=== Extract ===

A North Texas mental health services provider has announced that the sensitive files of over 1,800 patients have been compromised in a phishing attack.
Metrocare Services, the largest provider of mental health services in North Texas, discovered the attack on September 4 2018. The organisation took immediate action to secure their network, and an investigation was launched to assess the scope of the attack. The investigators discovered that the hackers gained access to the systems by compromising several employee email accounts. The first account was breached on August 2, 2018.
Phishing is a serious threat to the healthcare industry. Protected health information (PHI) has a huge black market value, making hospitals and medical centers a lucrative target for potential hackers. Most phishing attacks are made in the form of emails; an email is sent to an unsuspecting recipient “spoofing” as a legitimate email from a trusted entity. Often the recipient is prompted to click a URL embedded in the email, and input details into the website to which it links. Hackers may then steal this information and use it to gain access to the organisation’s networks, allowing them to steal files for personal gain. Emails may also contain attachments which, when downloaded, install malware onto a system.
The Metrocare breach investigators were unable to determine whether any emails containing PHI were accessed by the hackers. There is no evidence that any patient information has been used maliciously. The investigation is ongoing.
The types of information that were exposed differed from patient to patient and included data such as names, dates of birth, driver’s license numbers, health insurance information, information relating to services received from Metrocare, and in some cases, Social Security numbers.

=== Input data ===

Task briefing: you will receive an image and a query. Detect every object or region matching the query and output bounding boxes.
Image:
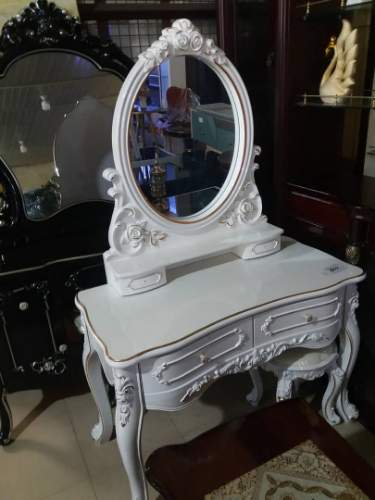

===

## Work instructions
Write out the part of the Metrocare breach report above between "The Metrocare breach" and "Social Security numbers.", inclusive, word for word.

## Exercise result
The Metrocare breach investigators were unable to determine whether any emails containing PHI were accessed by the hackers. There is no evidence that any patient information has been used maliciously. The investigation is ongoing.
The types of information that were exposed differed from patient to patient and included data such as names, dates of birth, driver’s license numbers, health insurance information, information relating to services received from Metrocare, and in some cases, Social Security numbers.